The answer is to be an exact copy of the lines below running from the line with "# point at: tree trunk (one per instance)" down to the line with "# point at: lake water (one per instance)", both ends included, and nothing more.

**Available data**.
● ● ● ● ●

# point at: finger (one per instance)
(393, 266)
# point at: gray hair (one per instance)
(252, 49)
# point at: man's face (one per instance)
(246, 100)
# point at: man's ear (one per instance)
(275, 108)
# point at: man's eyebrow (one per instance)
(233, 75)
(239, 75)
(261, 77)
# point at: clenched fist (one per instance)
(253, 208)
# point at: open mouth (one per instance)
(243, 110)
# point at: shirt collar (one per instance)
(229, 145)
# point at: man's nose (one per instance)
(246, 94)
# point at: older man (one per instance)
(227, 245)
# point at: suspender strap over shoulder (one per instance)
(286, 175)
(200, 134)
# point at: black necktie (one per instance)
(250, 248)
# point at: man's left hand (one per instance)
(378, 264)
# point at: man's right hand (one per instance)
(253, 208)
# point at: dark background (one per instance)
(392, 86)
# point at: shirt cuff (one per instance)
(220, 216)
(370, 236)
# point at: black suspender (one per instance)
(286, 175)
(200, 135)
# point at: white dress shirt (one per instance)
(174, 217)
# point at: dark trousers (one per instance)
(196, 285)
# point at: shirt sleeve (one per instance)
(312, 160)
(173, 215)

● ● ● ● ●

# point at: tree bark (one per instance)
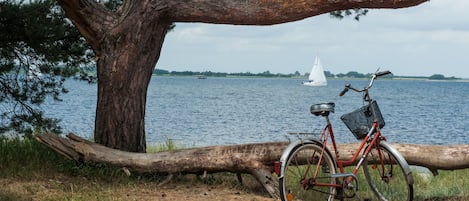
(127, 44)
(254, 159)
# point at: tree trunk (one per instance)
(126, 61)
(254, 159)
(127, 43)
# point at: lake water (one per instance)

● ● ● ● ●

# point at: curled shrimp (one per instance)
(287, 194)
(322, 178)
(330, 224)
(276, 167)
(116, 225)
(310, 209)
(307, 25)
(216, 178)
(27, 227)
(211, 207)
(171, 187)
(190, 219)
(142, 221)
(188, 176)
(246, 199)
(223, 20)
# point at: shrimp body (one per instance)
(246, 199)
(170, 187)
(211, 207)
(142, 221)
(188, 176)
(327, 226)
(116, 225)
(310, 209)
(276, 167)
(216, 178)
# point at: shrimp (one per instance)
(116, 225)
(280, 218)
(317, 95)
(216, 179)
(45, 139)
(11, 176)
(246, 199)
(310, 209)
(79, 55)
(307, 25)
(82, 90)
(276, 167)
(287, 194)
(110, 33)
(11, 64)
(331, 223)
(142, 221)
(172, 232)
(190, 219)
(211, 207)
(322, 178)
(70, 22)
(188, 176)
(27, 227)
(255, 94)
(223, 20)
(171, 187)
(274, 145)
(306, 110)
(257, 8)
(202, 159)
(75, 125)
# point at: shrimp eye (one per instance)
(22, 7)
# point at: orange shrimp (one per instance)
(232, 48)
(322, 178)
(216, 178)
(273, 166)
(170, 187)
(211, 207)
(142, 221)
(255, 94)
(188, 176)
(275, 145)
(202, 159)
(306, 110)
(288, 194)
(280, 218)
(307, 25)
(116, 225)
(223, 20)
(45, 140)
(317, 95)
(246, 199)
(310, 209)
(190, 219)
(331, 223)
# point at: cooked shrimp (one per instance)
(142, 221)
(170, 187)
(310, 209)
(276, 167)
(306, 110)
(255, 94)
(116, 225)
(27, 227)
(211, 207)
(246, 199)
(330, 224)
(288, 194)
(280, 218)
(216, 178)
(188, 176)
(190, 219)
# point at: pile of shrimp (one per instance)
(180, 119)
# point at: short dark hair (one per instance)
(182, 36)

● ● ● ● ●

**Solution for this exercise**.
# point at: tree trunk (one per instance)
(126, 61)
(254, 159)
(127, 43)
# point at: lake water (one per instance)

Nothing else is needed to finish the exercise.